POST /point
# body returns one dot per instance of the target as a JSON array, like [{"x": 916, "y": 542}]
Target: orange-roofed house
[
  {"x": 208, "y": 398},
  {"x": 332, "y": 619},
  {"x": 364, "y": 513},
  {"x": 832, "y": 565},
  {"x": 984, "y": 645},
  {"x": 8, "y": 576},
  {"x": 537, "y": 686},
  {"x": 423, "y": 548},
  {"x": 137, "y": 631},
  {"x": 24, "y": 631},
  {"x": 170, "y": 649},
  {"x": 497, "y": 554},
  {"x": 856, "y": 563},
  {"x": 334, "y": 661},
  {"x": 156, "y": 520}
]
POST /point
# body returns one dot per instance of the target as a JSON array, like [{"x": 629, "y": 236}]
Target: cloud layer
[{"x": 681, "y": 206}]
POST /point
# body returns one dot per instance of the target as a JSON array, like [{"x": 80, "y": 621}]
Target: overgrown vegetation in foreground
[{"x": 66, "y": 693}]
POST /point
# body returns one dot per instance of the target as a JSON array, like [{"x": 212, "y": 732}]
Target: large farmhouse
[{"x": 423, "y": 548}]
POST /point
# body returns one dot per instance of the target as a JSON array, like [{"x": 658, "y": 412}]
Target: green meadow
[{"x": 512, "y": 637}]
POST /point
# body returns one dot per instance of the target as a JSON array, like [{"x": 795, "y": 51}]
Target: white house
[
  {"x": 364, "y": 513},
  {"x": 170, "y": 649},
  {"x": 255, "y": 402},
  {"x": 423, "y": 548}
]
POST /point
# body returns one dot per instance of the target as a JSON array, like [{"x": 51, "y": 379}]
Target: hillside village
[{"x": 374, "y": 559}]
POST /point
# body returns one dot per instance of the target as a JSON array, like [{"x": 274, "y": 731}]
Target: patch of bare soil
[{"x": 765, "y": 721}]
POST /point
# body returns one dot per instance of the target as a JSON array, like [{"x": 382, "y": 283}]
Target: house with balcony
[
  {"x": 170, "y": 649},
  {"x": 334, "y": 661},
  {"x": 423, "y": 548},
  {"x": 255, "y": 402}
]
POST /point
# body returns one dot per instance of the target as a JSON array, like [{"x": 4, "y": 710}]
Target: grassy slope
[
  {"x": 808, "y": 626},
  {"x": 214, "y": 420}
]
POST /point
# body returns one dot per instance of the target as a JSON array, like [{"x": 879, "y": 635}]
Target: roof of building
-*-
### PROBLEM
All of the entries above must be quoted exactly.

### RESULT OF THE EXERCISE
POST /point
# body returns one dot per instance of the target as a JSON array, like [{"x": 916, "y": 542}]
Target: orange-roofed house
[
  {"x": 208, "y": 398},
  {"x": 332, "y": 619},
  {"x": 364, "y": 513},
  {"x": 832, "y": 565},
  {"x": 984, "y": 645},
  {"x": 8, "y": 576},
  {"x": 537, "y": 686},
  {"x": 423, "y": 548},
  {"x": 137, "y": 631},
  {"x": 24, "y": 631},
  {"x": 170, "y": 649},
  {"x": 497, "y": 554},
  {"x": 856, "y": 563},
  {"x": 334, "y": 661},
  {"x": 156, "y": 520}
]
POST /point
# body returns one dot per instance of the target as a JSON array, like [{"x": 629, "y": 236}]
Target: cloud layer
[{"x": 681, "y": 206}]
POST /point
# body returns one dot per instance of the target as a JSON array, like [{"x": 80, "y": 621}]
Target: overgrown vegetation in foreground
[{"x": 66, "y": 693}]
POST /point
# body returns one dot per instance of the target as a JSON array, like [{"x": 212, "y": 732}]
Target: large farmhouse
[{"x": 423, "y": 548}]
POST /point
# body returns one dot per instance of the target as a JSON array, like [{"x": 658, "y": 412}]
Target: green meadow
[{"x": 512, "y": 637}]
POST /point
# body returns one dot per instance of the target as a JSON array, like [{"x": 795, "y": 51}]
Target: white house
[
  {"x": 364, "y": 513},
  {"x": 170, "y": 649},
  {"x": 255, "y": 402},
  {"x": 423, "y": 548}
]
POST /point
# body returns one dot per instance of the target as a JSON array, like [{"x": 51, "y": 379}]
Target: hillside village
[{"x": 374, "y": 559}]
POST /point
# body returns one dot per instance of the target as a JSON array, like [{"x": 274, "y": 731}]
Target: patch of bare soil
[{"x": 765, "y": 721}]
POST /point
# body returns one dot per instance of the target as a JSON array, like [{"x": 382, "y": 283}]
Target: house with balcony
[
  {"x": 170, "y": 649},
  {"x": 334, "y": 661},
  {"x": 423, "y": 548},
  {"x": 255, "y": 402}
]
POST /point
# body returns one dot per instance of the target as a JSON array, like [{"x": 4, "y": 710}]
Target: grassy slope
[
  {"x": 808, "y": 626},
  {"x": 214, "y": 420}
]
POST /point
# body returns one dot per instance of the target as a JSON array, like [{"x": 879, "y": 635}]
Target: roof of building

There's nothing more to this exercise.